Below are some records; repeat them all exactly, minus the pictures.

--- START Source records ---

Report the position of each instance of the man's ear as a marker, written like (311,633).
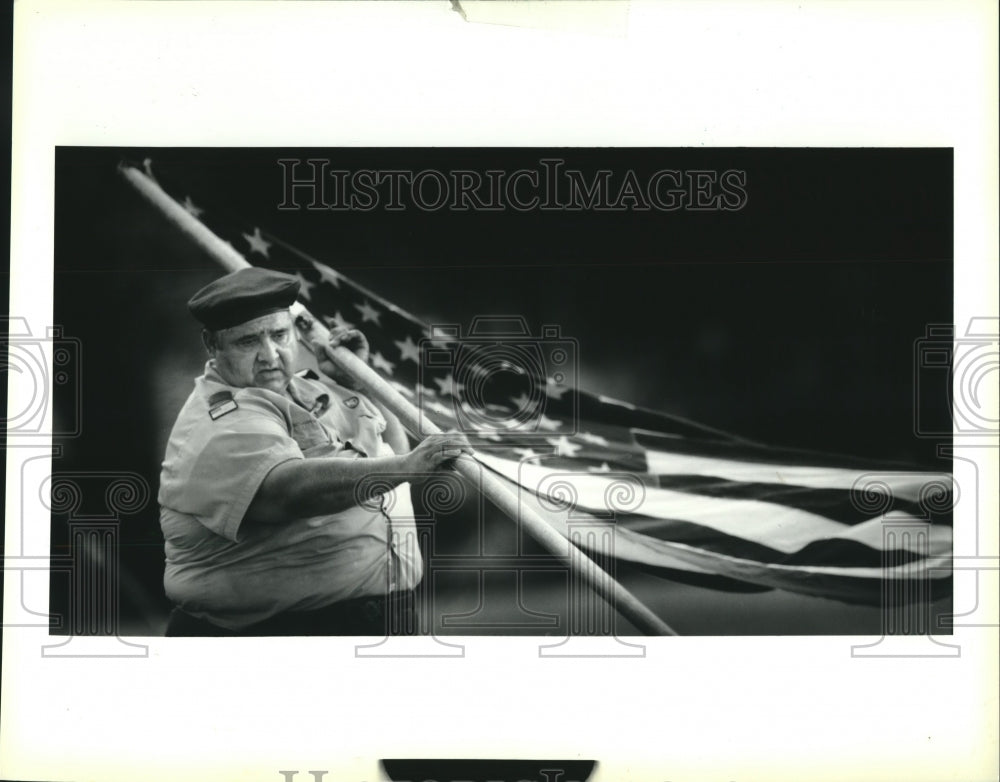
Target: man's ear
(208,339)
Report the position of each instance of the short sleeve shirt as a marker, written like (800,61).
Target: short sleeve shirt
(224,443)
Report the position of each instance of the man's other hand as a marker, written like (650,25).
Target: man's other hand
(350,338)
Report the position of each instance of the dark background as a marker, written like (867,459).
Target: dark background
(792,321)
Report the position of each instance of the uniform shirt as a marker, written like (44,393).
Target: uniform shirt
(224,443)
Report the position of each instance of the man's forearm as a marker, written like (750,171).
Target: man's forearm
(311,487)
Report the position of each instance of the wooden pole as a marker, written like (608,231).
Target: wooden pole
(313,332)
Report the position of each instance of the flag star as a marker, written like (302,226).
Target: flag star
(563,446)
(257,242)
(194,211)
(548,423)
(368,313)
(381,362)
(448,385)
(328,274)
(593,439)
(523,402)
(339,320)
(410,351)
(554,390)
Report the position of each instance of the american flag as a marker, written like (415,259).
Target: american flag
(682,497)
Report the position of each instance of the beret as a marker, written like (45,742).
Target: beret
(243,295)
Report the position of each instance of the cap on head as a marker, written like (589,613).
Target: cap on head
(241,296)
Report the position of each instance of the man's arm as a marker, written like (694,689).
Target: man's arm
(301,488)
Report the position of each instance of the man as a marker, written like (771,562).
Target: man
(267,530)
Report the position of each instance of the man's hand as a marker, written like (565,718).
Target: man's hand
(350,338)
(436,450)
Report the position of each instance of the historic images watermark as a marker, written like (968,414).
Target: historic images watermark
(316,184)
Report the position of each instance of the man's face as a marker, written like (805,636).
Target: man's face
(257,354)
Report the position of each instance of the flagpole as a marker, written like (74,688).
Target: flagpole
(314,332)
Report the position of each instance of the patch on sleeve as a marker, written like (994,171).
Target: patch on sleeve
(220,403)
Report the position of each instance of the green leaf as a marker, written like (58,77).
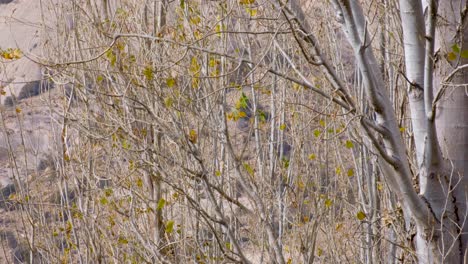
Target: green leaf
(464,54)
(170,82)
(148,73)
(168,102)
(451,56)
(104,201)
(243,102)
(361,215)
(249,169)
(456,48)
(125,144)
(349,144)
(338,170)
(161,204)
(169,226)
(228,246)
(122,240)
(317,133)
(251,11)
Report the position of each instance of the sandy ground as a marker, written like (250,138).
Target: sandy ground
(26,126)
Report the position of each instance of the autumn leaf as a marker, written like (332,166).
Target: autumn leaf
(451,56)
(361,215)
(170,82)
(193,136)
(169,226)
(161,204)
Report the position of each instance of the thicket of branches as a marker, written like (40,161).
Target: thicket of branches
(213,132)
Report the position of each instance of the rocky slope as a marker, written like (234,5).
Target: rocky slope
(26,126)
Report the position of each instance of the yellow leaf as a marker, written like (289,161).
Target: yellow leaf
(170,82)
(339,227)
(451,56)
(361,215)
(168,102)
(246,2)
(195,20)
(242,114)
(338,170)
(251,11)
(193,136)
(319,252)
(148,72)
(249,169)
(379,186)
(169,226)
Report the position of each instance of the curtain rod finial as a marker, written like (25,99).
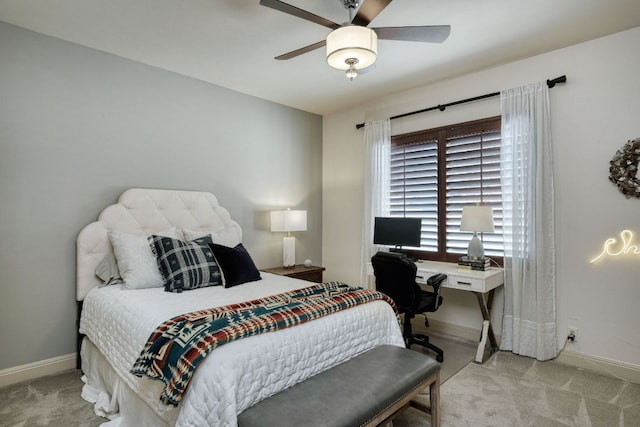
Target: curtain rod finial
(552,83)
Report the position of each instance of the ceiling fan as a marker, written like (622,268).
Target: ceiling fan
(352,46)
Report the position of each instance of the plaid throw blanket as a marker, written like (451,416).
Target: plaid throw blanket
(176,347)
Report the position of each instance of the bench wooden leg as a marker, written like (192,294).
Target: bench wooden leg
(385,419)
(434,400)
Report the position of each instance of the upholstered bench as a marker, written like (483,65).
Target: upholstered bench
(368,390)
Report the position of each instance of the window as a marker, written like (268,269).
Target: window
(434,173)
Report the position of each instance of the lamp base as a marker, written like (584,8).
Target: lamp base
(288,252)
(475,249)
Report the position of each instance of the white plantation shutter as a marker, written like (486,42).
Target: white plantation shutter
(414,187)
(469,174)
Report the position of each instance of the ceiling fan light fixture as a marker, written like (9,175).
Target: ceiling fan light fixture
(352,47)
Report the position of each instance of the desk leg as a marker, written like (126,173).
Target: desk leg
(485,308)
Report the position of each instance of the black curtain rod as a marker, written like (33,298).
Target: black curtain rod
(441,107)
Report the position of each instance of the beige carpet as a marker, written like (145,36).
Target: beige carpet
(515,391)
(507,391)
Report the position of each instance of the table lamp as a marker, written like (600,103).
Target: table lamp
(477,219)
(288,221)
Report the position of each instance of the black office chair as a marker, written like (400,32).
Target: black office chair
(396,277)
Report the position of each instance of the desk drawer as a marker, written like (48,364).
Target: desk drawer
(465,283)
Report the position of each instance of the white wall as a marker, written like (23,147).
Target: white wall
(78,127)
(593,115)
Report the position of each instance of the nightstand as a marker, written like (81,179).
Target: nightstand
(312,274)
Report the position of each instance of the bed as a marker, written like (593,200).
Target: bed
(115,323)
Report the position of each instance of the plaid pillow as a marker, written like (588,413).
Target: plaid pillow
(185,265)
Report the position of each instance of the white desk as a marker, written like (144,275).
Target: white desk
(481,283)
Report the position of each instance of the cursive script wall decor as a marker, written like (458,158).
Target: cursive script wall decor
(613,248)
(623,169)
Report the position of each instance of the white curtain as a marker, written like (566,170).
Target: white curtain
(529,324)
(377,179)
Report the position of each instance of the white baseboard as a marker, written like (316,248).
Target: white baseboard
(612,368)
(38,369)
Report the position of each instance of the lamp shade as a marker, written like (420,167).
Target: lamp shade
(477,219)
(287,221)
(349,43)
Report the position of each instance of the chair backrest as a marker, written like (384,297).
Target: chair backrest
(396,277)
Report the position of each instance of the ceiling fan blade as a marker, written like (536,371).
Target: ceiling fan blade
(368,11)
(299,13)
(427,33)
(302,50)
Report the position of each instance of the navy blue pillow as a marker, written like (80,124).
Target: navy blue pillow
(236,264)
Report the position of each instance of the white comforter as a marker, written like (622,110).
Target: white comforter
(237,375)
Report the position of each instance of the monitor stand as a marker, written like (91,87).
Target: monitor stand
(399,250)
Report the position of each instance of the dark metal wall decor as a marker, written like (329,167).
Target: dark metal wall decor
(623,169)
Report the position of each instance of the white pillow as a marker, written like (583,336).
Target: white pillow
(227,236)
(136,261)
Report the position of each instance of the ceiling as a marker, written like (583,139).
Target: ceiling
(232,43)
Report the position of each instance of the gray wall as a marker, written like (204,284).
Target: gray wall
(78,126)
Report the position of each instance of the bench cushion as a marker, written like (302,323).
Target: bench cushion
(349,394)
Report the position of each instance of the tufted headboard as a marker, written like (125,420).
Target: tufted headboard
(145,211)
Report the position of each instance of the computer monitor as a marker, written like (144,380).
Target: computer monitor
(397,232)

--- END Source records ---

» Solved exercise
Report the position of each instance of the man's ear as a marker, written like (311,633).
Target: man's ear
(208,339)
Report the position of each instance of the short sleeve shirt as a marker, written like (800,61).
Target: short sleeve shirt
(224,443)
Report the position of each instance of the man's other hand as a marker, written like (650,25).
Target: man's other hand
(350,338)
Report the position of each instance of the dark background as a marker, written like (867,459).
Target: dark background
(792,321)
Report the position of each instance of the uniform shirt as a marker, written like (44,393).
Target: uniform shirt
(224,443)
Report the position of each instance of the man's forearm as a marker, written like (750,171).
Target: man's forearm
(311,487)
Report the position of each instance of the wooden pole as a marker, written like (608,231).
Target: wooden pole
(313,332)
Report the position of each instance of the flag star as a marker, written like (302,226).
Target: flag star
(563,446)
(257,242)
(194,211)
(548,423)
(368,313)
(381,362)
(448,385)
(328,274)
(593,439)
(523,402)
(339,320)
(410,351)
(554,390)
Report the position of each instance of the american flag as a marker, written like (415,259).
Target: american flag
(682,497)
Report the position of each instance of the beret as a marker, written like (45,742).
Target: beret
(243,295)
Report the position of each instance of the cap on head as a marker, written like (589,613).
Target: cap on head
(241,296)
Report the position of each instance of the man's arm as a marker, written like (694,689).
Target: man's arm
(301,488)
Report the position of each instance of the man as a marker, written like (771,562).
Target: man
(267,530)
Report the position of each instance of the man's hand as a marker, written like (565,718).
Target: man's hand
(350,338)
(436,450)
Report the position of each instance of the historic images watermark as a marker, written like (968,414).
Target: historic images watermark
(316,184)
Report the position of each instance of the man's face as a marker, written like (805,636).
Target: man's face
(257,354)
Report the position of each instance of the flagpole as a marker, written like (74,688).
Target: flagpole
(314,332)
Report the position of each instance of the patch on sleeve as a marker, written like (994,171).
Target: patch on sleeve
(220,403)
Report the position of each instance of the green leaf as a marker, written like (58,77).
Target: green leaf
(464,54)
(170,82)
(148,73)
(168,102)
(451,56)
(104,201)
(243,102)
(361,215)
(249,169)
(456,48)
(125,144)
(349,144)
(338,170)
(161,204)
(169,226)
(228,246)
(122,240)
(317,133)
(251,11)
Report the position of each instance of the sandy ground as a marker, written like (250,138).
Target: sandy ground
(26,126)
Report the position of each instance of the autumn leaf as a marker, written like (332,166).
Target: autumn leaf
(451,56)
(361,215)
(170,82)
(193,136)
(169,226)
(161,204)
Report the position of each instance of the thicket of branches as a marker, written like (40,161).
Target: thicket of branches
(213,132)
Report the position of each instance of the rocky slope as a marker, written like (234,5).
Target: rocky slope
(26,126)
Report the position of each instance of the yellow leaf as a marker, written like (289,161).
Target: yellow leaf
(170,82)
(339,227)
(451,56)
(361,215)
(168,102)
(246,2)
(195,20)
(242,114)
(338,170)
(251,11)
(193,136)
(319,252)
(148,72)
(249,169)
(379,186)
(169,226)
Report the position of each instance of the curtain rod finial as a marker, written like (25,99).
Target: curtain rod finial
(552,83)
Report the position of each instance of the ceiling fan as a marker, written like (622,268).
Target: ceiling fan
(352,46)
Report the position of each instance of the plaid throw blanket as a marker, written like (451,416).
Target: plaid throw blanket
(176,347)
Report the position of each instance of the bench wooden leg as a marker, written like (192,294).
Target: bench wooden leg
(385,419)
(434,400)
Report the position of each instance of the upholstered bench as a marker, written like (483,65).
Target: upholstered bench
(368,390)
Report the position of each instance of the window as a marker, written like (268,269).
Target: window
(434,173)
Report the position of each instance of the lamp base as a marker, written like (584,8).
Target: lamp base
(288,252)
(475,249)
Report the position of each instance of the white plantation shutter as a marker, written like (486,42).
Target: white plantation shutter
(414,187)
(469,174)
Report the position of each instance of the ceiling fan light fixture as a marker, written like (9,175).
Target: ceiling fan light fixture
(352,47)
Report the position of each instance of the desk leg as a marker, written like (126,173).
Target: desk leg
(485,308)
Report the position of each instance of the black curtain rod as a marker, written like (33,298).
Target: black curtain rod
(441,107)
Report the position of each instance of the beige carpet as a marker, written like (145,36).
Target: beige carpet
(515,391)
(507,391)
Report the position of each instance of the table lamp as a marker, written like (600,103).
Target: table lamp
(477,219)
(288,221)
Report the position of each instance of the black office chair as a marker, written like (400,32).
Target: black office chair
(396,277)
Report the position of each instance of the desk drawer as a marker, written like (48,364).
Target: desk drawer
(465,283)
Report the position of each instance of the white wall as a marker, written like (23,147).
Target: white wall
(78,127)
(593,115)
Report the position of each instance of the nightstand as a marker, written like (81,179).
Target: nightstand
(312,274)
Report the position of each instance of the bed as a marker, written like (593,200).
Target: bed
(115,323)
Report the position of each instance of the plaid pillow as a marker, written like (588,413).
Target: plaid pillow
(185,265)
Report the position of each instance of the white desk as a marker, written like (144,275).
Target: white desk
(481,283)
Report the position of each instance of the cursive script wall decor as a marker, written like (458,158).
Target: cursive script wall decor
(613,248)
(623,169)
Report the position of each instance of the white curtain as a marker, written like (566,170).
Target: white curtain
(529,324)
(377,179)
Report the position of each instance of the white baseboard as a marker, written like (316,248).
Target: white baseboard
(612,368)
(38,369)
Report the position of each instance of the lamp shade as a marker, written like (420,167).
Target: lamp shade
(477,219)
(287,221)
(349,43)
Report the position of each instance of the chair backrest as a marker, written like (384,297).
Target: chair backrest
(396,277)
Report the position of each instance of the ceiling fan blade as a marker, written like (536,371).
Target: ceiling fan blade
(368,11)
(299,13)
(427,33)
(302,50)
Report the position of each instance of the navy blue pillow as a marker, written like (80,124).
Target: navy blue pillow
(236,264)
Report the position of each instance of the white comforter as a marker, written like (622,110).
Target: white comforter
(237,375)
Report the position of each instance of the monitor stand as a marker, written like (91,87).
Target: monitor stand
(399,250)
Report the position of each instance of the dark metal wall decor as a marker, written like (329,167).
Target: dark metal wall decor
(623,169)
Report the position of each instance of the white pillow as a marker, written like (583,336).
Target: white pillow
(227,236)
(136,261)
Report the position of each instance of the ceiling as a marker, written like (583,139).
Target: ceiling
(232,43)
Report the position of each instance of the gray wall as a marker, written like (204,284).
Target: gray wall
(78,126)
Report the position of each instance of the bench cushion as a marker, written like (302,323).
Target: bench cushion
(349,394)
Report the position of each instance of the tufted headboard as a marker, written like (125,420).
Target: tufted headboard
(145,211)
Report the position of each instance of the computer monitor as a marker, written like (144,380).
Target: computer monitor
(397,232)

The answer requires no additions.